> _PROBLEM TO WORK ON_: Reproduce, character for character, the stretch of lines below from the line containing "windshield frame --all-instances" through the line containing "35), (113, 35)]]", both ends included.

Extracted data entries
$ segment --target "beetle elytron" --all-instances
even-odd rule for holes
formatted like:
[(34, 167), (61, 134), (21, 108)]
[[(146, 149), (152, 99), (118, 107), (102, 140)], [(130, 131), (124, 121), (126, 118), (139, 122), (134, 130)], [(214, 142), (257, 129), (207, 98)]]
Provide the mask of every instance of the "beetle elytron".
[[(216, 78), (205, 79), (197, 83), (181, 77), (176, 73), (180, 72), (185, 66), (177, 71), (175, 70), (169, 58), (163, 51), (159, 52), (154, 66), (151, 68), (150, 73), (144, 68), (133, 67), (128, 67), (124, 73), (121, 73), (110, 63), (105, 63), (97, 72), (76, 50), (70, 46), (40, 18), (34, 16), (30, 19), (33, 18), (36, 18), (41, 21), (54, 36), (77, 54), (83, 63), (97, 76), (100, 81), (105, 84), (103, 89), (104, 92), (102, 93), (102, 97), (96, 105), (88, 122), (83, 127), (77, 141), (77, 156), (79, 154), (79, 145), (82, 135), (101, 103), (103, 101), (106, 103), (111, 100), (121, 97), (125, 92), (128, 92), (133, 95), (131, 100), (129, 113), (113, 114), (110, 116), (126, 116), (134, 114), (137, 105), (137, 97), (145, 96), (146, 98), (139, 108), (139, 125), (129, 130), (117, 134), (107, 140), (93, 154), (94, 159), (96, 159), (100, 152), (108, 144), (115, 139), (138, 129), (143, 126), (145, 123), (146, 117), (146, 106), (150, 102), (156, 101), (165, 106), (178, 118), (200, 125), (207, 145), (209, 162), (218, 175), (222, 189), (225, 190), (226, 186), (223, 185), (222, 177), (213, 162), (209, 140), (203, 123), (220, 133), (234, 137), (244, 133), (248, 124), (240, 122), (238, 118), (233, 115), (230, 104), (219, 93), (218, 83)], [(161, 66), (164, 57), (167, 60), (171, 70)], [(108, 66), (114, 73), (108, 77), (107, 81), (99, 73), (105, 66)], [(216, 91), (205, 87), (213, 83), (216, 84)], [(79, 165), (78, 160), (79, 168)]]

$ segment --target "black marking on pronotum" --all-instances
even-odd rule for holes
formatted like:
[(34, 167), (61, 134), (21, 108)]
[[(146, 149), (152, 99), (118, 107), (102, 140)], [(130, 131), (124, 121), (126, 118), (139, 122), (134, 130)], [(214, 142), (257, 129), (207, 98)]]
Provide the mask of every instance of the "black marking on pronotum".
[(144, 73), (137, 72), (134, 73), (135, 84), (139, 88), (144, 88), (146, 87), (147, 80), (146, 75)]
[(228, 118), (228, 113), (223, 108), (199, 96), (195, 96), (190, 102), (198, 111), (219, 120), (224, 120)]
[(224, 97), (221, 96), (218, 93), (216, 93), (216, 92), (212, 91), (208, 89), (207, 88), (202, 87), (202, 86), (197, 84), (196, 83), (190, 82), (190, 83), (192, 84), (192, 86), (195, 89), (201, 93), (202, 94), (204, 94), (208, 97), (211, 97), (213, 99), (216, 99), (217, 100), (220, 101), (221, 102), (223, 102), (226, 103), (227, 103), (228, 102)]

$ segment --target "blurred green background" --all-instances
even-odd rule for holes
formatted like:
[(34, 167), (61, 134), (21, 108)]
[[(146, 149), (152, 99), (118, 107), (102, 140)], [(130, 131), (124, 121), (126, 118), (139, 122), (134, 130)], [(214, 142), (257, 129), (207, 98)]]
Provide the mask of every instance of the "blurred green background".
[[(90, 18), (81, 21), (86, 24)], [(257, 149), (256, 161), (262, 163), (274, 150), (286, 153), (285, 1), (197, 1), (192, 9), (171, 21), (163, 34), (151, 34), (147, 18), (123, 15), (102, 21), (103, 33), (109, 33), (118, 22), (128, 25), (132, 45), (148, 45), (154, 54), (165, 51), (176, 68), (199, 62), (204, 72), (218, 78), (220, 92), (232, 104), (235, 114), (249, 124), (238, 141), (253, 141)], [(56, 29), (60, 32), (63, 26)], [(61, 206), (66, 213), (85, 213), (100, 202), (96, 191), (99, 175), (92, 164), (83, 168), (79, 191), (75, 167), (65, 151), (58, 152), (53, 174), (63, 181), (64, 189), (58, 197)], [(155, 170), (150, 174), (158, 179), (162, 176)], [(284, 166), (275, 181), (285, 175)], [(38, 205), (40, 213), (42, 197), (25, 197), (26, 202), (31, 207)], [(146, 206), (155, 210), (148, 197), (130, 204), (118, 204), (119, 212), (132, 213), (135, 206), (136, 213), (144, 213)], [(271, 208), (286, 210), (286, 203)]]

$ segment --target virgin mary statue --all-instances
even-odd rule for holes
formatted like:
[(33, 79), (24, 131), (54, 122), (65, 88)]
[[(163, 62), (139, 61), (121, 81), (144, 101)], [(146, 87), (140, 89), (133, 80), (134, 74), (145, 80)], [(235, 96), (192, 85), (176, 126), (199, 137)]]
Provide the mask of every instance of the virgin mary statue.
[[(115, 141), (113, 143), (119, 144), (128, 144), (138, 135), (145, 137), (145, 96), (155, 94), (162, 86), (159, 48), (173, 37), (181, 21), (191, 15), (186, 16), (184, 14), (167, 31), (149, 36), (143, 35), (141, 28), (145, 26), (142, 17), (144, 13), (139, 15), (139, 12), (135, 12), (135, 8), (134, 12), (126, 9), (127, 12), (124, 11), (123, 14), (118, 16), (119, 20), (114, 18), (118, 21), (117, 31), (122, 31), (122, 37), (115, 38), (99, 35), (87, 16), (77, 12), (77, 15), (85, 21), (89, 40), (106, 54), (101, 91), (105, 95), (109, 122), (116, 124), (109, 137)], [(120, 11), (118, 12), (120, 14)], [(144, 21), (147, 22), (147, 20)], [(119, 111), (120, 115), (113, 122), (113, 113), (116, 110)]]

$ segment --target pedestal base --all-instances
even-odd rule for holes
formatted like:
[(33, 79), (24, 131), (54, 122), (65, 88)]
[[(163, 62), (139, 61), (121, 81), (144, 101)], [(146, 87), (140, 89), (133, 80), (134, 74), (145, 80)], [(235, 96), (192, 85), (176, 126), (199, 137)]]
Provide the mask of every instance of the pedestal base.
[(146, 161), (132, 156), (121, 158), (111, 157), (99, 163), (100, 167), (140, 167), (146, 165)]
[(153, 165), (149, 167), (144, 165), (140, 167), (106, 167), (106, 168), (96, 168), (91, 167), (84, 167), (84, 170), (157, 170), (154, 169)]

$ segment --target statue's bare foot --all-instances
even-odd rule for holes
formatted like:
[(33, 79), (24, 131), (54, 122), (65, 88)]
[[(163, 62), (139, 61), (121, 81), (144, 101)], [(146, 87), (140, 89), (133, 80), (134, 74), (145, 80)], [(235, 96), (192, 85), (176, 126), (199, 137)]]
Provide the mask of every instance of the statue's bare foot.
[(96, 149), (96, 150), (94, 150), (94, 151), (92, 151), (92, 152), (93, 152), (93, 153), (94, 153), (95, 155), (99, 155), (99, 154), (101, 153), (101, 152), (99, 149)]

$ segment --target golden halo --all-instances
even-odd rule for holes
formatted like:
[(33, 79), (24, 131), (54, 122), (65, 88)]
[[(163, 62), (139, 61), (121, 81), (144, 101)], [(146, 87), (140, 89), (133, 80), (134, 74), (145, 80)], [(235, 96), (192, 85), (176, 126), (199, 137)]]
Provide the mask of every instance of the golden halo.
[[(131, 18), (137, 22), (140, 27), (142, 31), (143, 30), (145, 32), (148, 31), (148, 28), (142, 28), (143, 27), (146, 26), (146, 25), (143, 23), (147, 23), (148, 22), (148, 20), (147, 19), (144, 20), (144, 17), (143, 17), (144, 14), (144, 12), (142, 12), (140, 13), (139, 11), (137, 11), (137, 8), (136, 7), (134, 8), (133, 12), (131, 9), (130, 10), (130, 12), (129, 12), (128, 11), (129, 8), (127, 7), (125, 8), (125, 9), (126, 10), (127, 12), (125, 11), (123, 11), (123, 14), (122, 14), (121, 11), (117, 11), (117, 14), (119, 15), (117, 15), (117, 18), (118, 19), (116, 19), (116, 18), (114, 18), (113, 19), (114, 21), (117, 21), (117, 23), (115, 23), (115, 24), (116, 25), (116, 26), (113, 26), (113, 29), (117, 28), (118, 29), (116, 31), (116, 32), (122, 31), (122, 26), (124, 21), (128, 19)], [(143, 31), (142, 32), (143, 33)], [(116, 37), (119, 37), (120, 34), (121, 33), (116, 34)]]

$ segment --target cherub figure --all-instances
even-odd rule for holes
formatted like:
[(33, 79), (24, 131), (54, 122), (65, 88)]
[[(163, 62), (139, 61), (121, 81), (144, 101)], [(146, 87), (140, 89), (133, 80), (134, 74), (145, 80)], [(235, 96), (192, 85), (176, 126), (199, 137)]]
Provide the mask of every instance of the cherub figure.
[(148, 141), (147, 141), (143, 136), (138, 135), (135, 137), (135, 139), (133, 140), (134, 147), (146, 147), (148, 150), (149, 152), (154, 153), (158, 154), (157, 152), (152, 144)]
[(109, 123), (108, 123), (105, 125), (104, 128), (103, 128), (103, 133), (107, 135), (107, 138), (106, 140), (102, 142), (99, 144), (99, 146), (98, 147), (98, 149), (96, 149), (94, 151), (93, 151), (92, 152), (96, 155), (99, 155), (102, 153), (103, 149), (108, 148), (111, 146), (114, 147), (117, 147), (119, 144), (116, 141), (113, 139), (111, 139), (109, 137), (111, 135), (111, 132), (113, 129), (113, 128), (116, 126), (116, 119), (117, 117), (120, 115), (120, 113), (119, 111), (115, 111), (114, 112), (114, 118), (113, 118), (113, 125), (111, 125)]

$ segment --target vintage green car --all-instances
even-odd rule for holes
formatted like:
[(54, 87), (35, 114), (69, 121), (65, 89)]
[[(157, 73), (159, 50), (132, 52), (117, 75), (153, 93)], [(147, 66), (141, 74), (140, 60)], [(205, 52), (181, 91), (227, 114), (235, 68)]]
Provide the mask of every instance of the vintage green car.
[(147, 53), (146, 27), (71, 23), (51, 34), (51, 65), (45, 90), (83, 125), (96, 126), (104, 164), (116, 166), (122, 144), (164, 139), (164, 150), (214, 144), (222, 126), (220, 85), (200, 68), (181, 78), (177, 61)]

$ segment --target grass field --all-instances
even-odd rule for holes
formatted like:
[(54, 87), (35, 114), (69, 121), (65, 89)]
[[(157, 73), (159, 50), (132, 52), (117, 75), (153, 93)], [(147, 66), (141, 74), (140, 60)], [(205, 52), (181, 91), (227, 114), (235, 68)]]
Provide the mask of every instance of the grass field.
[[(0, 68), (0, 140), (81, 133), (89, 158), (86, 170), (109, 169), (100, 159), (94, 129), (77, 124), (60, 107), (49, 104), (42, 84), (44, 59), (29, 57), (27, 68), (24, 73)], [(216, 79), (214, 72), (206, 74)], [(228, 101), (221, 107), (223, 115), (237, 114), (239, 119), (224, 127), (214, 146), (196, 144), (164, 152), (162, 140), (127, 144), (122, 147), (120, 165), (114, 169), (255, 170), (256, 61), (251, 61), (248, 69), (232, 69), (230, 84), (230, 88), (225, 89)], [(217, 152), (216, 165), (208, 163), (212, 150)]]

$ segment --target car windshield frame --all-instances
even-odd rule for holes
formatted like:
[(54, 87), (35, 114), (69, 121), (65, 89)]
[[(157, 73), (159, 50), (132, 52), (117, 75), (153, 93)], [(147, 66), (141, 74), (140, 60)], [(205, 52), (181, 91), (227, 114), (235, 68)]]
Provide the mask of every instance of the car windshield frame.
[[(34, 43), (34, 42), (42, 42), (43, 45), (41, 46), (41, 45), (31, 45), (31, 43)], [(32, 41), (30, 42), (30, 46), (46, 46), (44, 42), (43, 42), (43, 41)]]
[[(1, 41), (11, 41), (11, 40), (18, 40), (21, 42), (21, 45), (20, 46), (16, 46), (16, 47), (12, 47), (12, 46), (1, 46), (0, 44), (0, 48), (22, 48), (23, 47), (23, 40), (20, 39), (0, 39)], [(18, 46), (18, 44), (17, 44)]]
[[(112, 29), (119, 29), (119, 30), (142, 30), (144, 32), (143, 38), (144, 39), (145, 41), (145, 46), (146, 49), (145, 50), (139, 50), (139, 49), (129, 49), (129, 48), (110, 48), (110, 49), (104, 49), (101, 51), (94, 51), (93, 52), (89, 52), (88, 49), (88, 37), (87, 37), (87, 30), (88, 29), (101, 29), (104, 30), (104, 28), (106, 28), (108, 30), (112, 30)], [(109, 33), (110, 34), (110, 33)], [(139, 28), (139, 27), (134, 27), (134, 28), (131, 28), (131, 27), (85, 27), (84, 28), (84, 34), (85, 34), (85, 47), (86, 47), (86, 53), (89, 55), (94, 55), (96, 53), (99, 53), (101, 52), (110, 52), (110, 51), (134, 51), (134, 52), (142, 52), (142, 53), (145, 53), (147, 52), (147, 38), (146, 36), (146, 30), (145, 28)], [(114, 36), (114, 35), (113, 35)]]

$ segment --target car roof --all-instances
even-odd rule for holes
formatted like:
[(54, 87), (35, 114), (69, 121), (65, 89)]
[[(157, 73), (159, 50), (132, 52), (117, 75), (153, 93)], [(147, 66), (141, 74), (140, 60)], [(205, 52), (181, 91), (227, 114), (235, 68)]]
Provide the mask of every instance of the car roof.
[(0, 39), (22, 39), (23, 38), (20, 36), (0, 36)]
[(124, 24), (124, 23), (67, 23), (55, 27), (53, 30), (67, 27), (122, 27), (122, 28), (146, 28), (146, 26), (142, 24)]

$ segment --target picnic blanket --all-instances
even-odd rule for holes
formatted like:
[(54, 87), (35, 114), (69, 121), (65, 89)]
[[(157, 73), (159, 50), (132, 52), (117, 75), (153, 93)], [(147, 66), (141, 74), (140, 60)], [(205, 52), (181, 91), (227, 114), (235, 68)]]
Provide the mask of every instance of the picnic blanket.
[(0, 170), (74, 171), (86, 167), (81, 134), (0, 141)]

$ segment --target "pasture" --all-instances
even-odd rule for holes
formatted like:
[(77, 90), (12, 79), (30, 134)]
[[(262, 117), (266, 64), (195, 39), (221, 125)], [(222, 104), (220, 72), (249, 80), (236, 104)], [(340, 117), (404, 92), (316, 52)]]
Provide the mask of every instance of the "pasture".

> _TASK RESPONSE_:
$ segment --target car windshield frame --all-instances
even-odd rule for holes
formatted like:
[(54, 87), (35, 114), (69, 121), (65, 89)]
[[(157, 73), (159, 50), (132, 52), (117, 75), (153, 93)], [(147, 66), (141, 74), (140, 60)], [(205, 52), (181, 91), (227, 114), (235, 68)]]
Provide the mask of every instance of the car windshield frame.
[[(34, 43), (34, 42), (42, 42), (43, 45), (41, 46), (41, 45), (31, 45), (31, 43)], [(32, 41), (30, 42), (30, 46), (46, 46), (44, 42), (43, 42), (43, 41)]]
[[(1, 41), (11, 41), (11, 40), (18, 40), (21, 42), (21, 45), (20, 46), (16, 46), (16, 47), (12, 47), (12, 46), (1, 46), (0, 44), (0, 48), (22, 48), (23, 47), (23, 40), (20, 39), (0, 39)], [(18, 46), (18, 44), (17, 44)]]
[[(112, 29), (119, 29), (119, 30), (142, 30), (144, 32), (143, 38), (144, 39), (145, 41), (145, 46), (146, 49), (145, 50), (139, 50), (139, 49), (129, 49), (129, 48), (110, 48), (110, 49), (104, 49), (101, 51), (94, 51), (93, 52), (89, 52), (88, 49), (88, 37), (87, 37), (87, 30), (88, 29), (101, 29), (104, 30), (104, 28), (106, 28), (108, 30), (112, 30)], [(109, 33), (110, 34), (110, 33)], [(139, 28), (139, 27), (134, 27), (134, 28), (131, 28), (131, 27), (85, 27), (84, 28), (84, 34), (85, 34), (85, 47), (86, 47), (86, 53), (89, 55), (94, 55), (96, 53), (99, 53), (101, 52), (110, 52), (110, 51), (134, 51), (134, 52), (142, 52), (142, 53), (145, 53), (147, 52), (147, 38), (146, 36), (146, 30), (145, 28)], [(114, 36), (114, 35), (113, 35)]]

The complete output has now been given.